WHAT TO DO:
Identify every line of the material that contains the string "instance", and copy each such line in full. Case counts.

DATA PROVIDED:
+++

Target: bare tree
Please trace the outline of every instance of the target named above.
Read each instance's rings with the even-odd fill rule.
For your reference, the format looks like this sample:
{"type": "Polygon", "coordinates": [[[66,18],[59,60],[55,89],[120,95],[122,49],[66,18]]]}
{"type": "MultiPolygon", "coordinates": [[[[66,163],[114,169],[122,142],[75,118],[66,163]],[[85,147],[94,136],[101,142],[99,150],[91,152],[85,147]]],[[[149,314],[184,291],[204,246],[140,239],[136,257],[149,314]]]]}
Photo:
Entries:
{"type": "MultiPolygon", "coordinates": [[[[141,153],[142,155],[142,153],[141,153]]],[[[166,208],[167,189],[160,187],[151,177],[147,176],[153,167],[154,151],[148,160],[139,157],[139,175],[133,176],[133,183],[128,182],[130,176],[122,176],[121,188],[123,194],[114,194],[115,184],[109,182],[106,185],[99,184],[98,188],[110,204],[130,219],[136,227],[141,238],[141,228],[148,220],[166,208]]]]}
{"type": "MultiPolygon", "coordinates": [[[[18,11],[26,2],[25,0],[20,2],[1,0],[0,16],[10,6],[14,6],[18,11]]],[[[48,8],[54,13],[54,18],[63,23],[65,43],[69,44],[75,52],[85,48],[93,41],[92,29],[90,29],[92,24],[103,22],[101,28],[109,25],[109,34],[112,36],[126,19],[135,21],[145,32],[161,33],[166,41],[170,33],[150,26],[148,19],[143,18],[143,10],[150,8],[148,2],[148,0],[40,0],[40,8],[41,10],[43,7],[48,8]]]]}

+++

EXERCISE OUTPUT:
Please trace the outline of every instance of the target named above.
Read each instance's rings with the even-odd fill rule.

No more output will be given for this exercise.